▶ **Data to process**:

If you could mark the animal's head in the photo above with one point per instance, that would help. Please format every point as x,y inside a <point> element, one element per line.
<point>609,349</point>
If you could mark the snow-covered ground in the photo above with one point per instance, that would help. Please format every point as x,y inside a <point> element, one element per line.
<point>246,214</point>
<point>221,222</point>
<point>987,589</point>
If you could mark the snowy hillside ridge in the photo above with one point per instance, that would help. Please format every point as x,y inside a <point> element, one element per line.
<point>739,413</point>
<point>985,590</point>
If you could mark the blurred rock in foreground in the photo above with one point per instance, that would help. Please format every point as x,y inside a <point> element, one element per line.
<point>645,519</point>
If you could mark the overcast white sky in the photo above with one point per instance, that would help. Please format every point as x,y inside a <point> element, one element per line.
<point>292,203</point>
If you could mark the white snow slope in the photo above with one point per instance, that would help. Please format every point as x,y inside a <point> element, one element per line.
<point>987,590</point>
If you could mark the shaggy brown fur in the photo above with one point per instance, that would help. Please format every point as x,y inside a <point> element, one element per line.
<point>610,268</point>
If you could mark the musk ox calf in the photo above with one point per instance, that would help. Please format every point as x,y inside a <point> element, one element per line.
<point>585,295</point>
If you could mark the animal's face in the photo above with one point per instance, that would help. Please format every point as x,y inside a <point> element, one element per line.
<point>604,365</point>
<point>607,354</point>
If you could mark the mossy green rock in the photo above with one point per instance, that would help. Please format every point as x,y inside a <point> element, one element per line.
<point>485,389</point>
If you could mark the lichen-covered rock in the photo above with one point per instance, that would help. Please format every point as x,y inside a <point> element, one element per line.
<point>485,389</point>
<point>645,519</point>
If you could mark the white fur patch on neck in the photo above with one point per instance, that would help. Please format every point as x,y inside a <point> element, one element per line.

▶ **Do this**: Swap each "that would help" in the data above for "that would be useful" and write out all the lines again, leaving everything else as it is.

▶ **Solution below**:
If you could mark the animal's head in the photo above with one point per instance, that would be useful. Please format every point as x,y inside a <point> element, one element per line.
<point>609,349</point>
If you could mark the snow-covered ground in the photo above with one point per instance, that would be useful. Please format every point as x,y inside a <point> element, one element per line.
<point>246,214</point>
<point>221,222</point>
<point>987,589</point>
If you could mark the snowy hillside ridge in the photo above with one point per instance, that would be useful. Please format every point as x,y inside a <point> element, one element per line.
<point>739,413</point>
<point>985,590</point>
If you could mark the blurred rock in foreground in the photo above with one point per instance, that would be useful. Please format every point as x,y inside a <point> element, one element per line.
<point>645,519</point>
If you could mark the overcast white sky in the photo above with one point per instance, that would be useful. Please format every point as x,y inside a <point> element, one element per line.
<point>292,203</point>
If you could mark the white snow slope in the photo above with one point per instance, that would be useful. Please format every point as x,y inside a <point> element, one element per line.
<point>987,590</point>
If you could mark the shaggy brown fur in the photo above with one point per instance, that would be useful. Please format every point as x,y inside a <point> element, one element per line.
<point>610,268</point>
If you could mark the musk ox calf in the photo above with one point per instance, that would be useful. Please format every point as x,y inside a <point> element, one element per line.
<point>585,295</point>
If you could mark the animal's face in the photo above with one point per instance, that would be useful. Please format every point as x,y inside a <point> element, one element per line.
<point>604,365</point>
<point>607,354</point>
If you could mark the mossy green rock in the photo above with one point per instance, that would be useful. Please format every point as x,y inside a <point> element, one element per line.
<point>485,389</point>
If you could mark the lichen-covered rock in the photo above with one point per instance, that would be useful. Please format every point as x,y inside a <point> element, one element per line.
<point>485,389</point>
<point>645,519</point>
If you could mark the white fur patch on neck in the photo above with one point per instance, that would be useful. Please format every point as x,y inside a <point> element, one element per line.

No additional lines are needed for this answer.